## Selected passage

Cott Corporation announces the approval of a shareowner rights plan



    TORONTO, April 25 /CNW/ - (NYSE:   COT; TSX: BCB) - Cott Corporation
("Cott") announced today the adoption by its board of directors of a
shareowner rights plan (the "Rights Plan").
    As previously disclosed, following the recent announcement by Cadbury
Schweppes plc regarding the separation of its confectionery and Americas
Beverage business, Cott has responded to interested parties that have
approached the company, and is exploring the potential benefits of
participating in possible industry consolidation.
    Subsequent to that announcement by Cott, it has engaged in, and will
continue to engage in, discussions with various interested parties in respect
of its strategic alternatives. Cott has engaged financial and legal advisors
to assist management and the board in this regard. Cott reiterated that, while
its Board of Directors is supportive of these exploratory discussions, there
has been no decision regarding a change in strategy.
    In connection with this strategic review, Cott has adopted the Rights
Plan to protect shareowners of Cott against opportunistic and other unfair
take-over tactics. The purpose of the Rights Plan is to provide the board with
time to review any unsolicited take-over bid that may be made and to take
action, if appropriate, to enhance shareowner value. Cott is not aware of any
such pending take-over bid.
    Pursuant to the Rights Plan, the board of directors authorized the
distribution of one right for each outstanding common share of Cott at the
"Record Time". The rights issued under the Rights Plan become exercisable only
when a person, including any party related to it, acquires or announces its
intention to acquire 20% or more of Cott's outstanding common shares without
complying with the "Permitted Bid" provisions of the Rights Plan or without
the approval of the board of directors. Should such an acquisition occur, each
right would entitle a holder, other than the "Acquiring Person" and persons
related to it, to purchase common shares of Cott at a substantial discount to
the market value of such shares.

## Given instruction 1
Reproduce the passage of the Cott rights plan announcement between "Cott Corporation announces" and "possible industry consolidation.", inclusive.
## Given instruction 2
Pick up the Cott rights plan announcement at the point where it stops and write the next part.
The records that follow the text play no part in the work here.

## Extracted information

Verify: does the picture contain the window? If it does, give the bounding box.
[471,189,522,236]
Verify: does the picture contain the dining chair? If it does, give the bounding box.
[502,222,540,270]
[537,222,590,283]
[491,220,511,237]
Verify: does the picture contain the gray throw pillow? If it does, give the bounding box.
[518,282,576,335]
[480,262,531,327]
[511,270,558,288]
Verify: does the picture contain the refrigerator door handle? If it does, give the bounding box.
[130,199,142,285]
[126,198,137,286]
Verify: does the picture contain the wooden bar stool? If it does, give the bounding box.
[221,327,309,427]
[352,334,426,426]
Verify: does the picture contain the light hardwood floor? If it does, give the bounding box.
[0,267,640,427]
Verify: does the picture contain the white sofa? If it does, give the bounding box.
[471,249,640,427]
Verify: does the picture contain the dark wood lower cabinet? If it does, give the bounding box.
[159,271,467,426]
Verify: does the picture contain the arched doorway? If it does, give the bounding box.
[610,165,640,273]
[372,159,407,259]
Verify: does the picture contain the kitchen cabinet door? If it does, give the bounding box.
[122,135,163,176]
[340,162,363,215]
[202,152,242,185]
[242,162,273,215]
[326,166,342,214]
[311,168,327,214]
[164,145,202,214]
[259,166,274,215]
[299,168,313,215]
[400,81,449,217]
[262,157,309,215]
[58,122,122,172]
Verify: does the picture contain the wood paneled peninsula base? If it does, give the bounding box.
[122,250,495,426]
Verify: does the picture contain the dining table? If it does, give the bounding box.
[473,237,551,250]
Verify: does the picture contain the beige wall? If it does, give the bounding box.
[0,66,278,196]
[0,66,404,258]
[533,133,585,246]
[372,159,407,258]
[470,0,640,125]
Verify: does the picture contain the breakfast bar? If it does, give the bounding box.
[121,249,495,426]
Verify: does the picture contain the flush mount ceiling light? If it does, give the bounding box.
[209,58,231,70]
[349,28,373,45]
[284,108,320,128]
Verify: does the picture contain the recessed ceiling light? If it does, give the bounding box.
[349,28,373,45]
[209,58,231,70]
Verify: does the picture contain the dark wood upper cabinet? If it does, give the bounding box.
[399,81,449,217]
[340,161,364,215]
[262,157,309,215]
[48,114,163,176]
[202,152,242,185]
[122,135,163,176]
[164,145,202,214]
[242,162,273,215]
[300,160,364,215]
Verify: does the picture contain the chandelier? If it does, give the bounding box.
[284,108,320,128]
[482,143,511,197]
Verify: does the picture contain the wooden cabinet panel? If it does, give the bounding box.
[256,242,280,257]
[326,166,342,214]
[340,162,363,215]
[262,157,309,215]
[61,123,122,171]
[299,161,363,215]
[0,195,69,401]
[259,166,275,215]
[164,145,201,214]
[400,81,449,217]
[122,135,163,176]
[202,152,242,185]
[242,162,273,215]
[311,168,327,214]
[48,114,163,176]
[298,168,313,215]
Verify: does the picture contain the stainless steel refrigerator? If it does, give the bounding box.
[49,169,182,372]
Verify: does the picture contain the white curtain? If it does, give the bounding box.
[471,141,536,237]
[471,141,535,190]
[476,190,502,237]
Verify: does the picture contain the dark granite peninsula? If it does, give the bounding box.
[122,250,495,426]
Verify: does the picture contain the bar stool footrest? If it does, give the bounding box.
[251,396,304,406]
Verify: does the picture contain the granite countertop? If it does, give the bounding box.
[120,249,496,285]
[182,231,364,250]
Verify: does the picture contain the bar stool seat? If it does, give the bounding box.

## Result 1
Cott Corporation announces the approval of a shareowner rights plan



    TORONTO, April 25 /CNW/ - (NYSE:   COT; TSX: BCB) - Cott Corporation
("Cott") announced today the adoption by its board of directors of a
shareowner rights plan (the "Rights Plan").
    As previously disclosed, following the recent announcement by Cadbury
Schweppes plc regarding the separation of its confectionery and Americas
Beverage business, Cott has responded to interested parties that have
approached the company, and is exploring the potential benefits of
participating in possible industry consolidation.

## Result 2
    The Rights Plan is not intended to prevent take-over bids. Those bids
that meet certain requirements intended to protect the interests of
shareowners are considered under the Rights Plan to be "Permitted Bids". A
Permitted Bid is a take-over bid made by way of a circular for all outstanding
common shares, which remains open for at least 60 days and satisfies certain
other conditions.
    The adoption of the Rights Plan is subject to the approval of the Toronto
Stock Exchange, and the Rights Plan will expire on the earlier of the
"Termination Time" and October 24, 2007. A copy of the Rights Plan Agreement
will be publicly filed on the SEDAR and EDGAR systems.

    About Cott Corporation
    ----------------------

    Cott Corporation is one of the world's largest non-alcoholic beverage
companies and the world's largest retailer brand soft drink company. The
Company commercializes its business in over 60 countries worldwide, with its
principal markets being the United States, Canada, the United Kingdom and
Mexico. Cott markets or supplies over 200 retailer and licensed brands, and
Company-owned brands including Cott, RC, Vintage, Vess and So Clear. Its
products include carbonated soft drinks, sparkling and flavored waters, energy
drinks, sports drinks, juices, juice drinks and smoothies, ready-to-drink
teas, and other non-carbonated beverages. The Company's website is
www.cott.com. The brand names referenced in this press release are trademarks
of Cott Corporation, its affiliated companies, our customers, or other third
parties.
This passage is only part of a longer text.